_YOUR INSTRUCTIONS_
Quote the listing in full, exactly as given, minus any pictures.

- - -

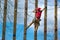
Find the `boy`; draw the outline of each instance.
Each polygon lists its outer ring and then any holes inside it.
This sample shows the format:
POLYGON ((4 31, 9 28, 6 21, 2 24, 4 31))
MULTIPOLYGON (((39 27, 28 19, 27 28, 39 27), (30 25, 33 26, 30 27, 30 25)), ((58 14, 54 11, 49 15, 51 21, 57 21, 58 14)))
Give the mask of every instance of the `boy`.
POLYGON ((41 21, 41 14, 42 14, 42 11, 43 10, 45 10, 45 8, 44 9, 42 9, 41 10, 41 8, 36 8, 33 12, 35 13, 35 18, 33 19, 33 21, 28 25, 28 27, 26 28, 26 29, 28 29, 33 23, 34 23, 34 25, 36 25, 35 26, 35 28, 36 28, 36 30, 38 29, 38 26, 40 25, 39 24, 39 22, 41 21))

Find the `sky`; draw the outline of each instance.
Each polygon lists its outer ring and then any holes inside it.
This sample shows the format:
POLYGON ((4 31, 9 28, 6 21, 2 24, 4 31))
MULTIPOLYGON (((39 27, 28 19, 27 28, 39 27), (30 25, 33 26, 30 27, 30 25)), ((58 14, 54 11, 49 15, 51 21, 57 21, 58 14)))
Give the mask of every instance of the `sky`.
MULTIPOLYGON (((60 0, 58 1, 58 40, 60 39, 60 0)), ((27 25, 33 20, 35 8, 35 1, 28 0, 28 15, 27 25)), ((16 26, 16 40, 23 40, 24 37, 24 0, 18 0, 17 8, 17 26, 16 26)), ((44 0, 38 0, 38 7, 44 8, 44 0)), ((1 0, 0 11, 0 40, 2 39, 2 23, 4 13, 4 0, 1 0)), ((13 39, 13 18, 14 18, 14 0, 8 0, 7 6, 7 20, 6 20, 6 40, 13 39)), ((42 12, 40 26, 37 32, 37 39, 44 40, 44 11, 42 12)), ((34 40, 34 25, 27 30, 27 40, 34 40)), ((54 0, 47 1, 47 40, 54 40, 54 0)))

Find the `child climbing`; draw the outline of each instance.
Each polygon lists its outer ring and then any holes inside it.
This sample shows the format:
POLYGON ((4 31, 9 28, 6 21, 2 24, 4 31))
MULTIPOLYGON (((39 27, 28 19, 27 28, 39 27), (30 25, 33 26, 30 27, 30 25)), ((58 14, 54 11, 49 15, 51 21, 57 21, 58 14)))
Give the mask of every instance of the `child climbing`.
POLYGON ((28 25, 28 27, 26 29, 28 29, 33 23, 35 25, 36 30, 38 29, 38 26, 40 25, 40 21, 41 21, 41 14, 42 11, 45 10, 45 8, 43 8, 41 10, 41 8, 36 8, 33 12, 35 13, 35 18, 33 19, 33 21, 28 25))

- - -

_COMPLETE RESPONSE_
Find the `boy`; draw the outline of each instance.
Each polygon lists its outer ring and then any holes inside it.
This sample shows the format:
POLYGON ((4 31, 9 28, 6 21, 2 24, 4 31))
MULTIPOLYGON (((39 27, 28 19, 27 28, 39 27), (30 25, 33 26, 30 27, 30 25)), ((58 14, 54 11, 49 15, 51 21, 57 21, 58 14)))
Give the mask of every instance of the `boy`.
POLYGON ((41 21, 41 14, 42 14, 42 11, 43 10, 45 10, 45 8, 44 9, 42 9, 41 10, 41 8, 36 8, 33 12, 35 13, 35 18, 33 19, 33 21, 28 25, 28 27, 26 28, 26 29, 28 29, 33 23, 34 23, 34 25, 36 25, 35 26, 35 28, 36 28, 36 30, 38 29, 38 26, 40 25, 39 24, 39 22, 41 21))

Find the `sky`; draw the outline of each instance.
Each polygon lists its outer ring and then any holes inside it.
This sample shows the format:
POLYGON ((4 31, 9 28, 6 21, 2 24, 4 31))
MULTIPOLYGON (((39 27, 28 19, 27 28, 39 27), (30 25, 33 26, 30 27, 30 25)), ((58 14, 54 11, 49 15, 51 21, 57 21, 58 14)))
Give the mask of every instance of the `sky`.
MULTIPOLYGON (((60 0, 58 1, 58 40, 60 39, 60 0)), ((27 25, 33 20, 35 8, 35 1, 28 0, 28 15, 27 25)), ((16 26, 16 40, 23 40, 24 37, 24 0, 18 0, 17 8, 17 26, 16 26)), ((44 0, 38 0, 38 7, 44 8, 44 0)), ((1 0, 0 11, 0 40, 2 39, 2 23, 4 13, 4 0, 1 0)), ((13 39, 13 18, 14 18, 14 0, 8 0, 7 6, 7 20, 6 20, 6 40, 13 39)), ((42 12, 40 26, 37 32, 37 39, 44 40, 44 11, 42 12)), ((34 40, 34 25, 27 30, 27 40, 34 40)), ((54 0, 47 1, 47 40, 54 40, 54 0)))

Find the `child climbing`; draw the outline of each instance.
Each polygon lists its outer ring and then any holes inside it.
This sample shows the format:
POLYGON ((4 31, 9 28, 6 21, 2 24, 4 31))
MULTIPOLYGON (((39 27, 28 19, 27 28, 39 27), (30 25, 33 26, 30 27, 30 25)), ((58 14, 54 11, 49 15, 51 21, 57 21, 58 14)))
Give the mask of every instance of the `child climbing`.
POLYGON ((28 25, 28 27, 26 29, 28 29, 33 23, 35 25, 36 30, 38 29, 38 26, 40 25, 40 21, 41 21, 41 14, 42 11, 45 10, 45 8, 43 8, 41 10, 41 8, 36 8, 33 12, 35 13, 35 18, 33 19, 33 21, 28 25))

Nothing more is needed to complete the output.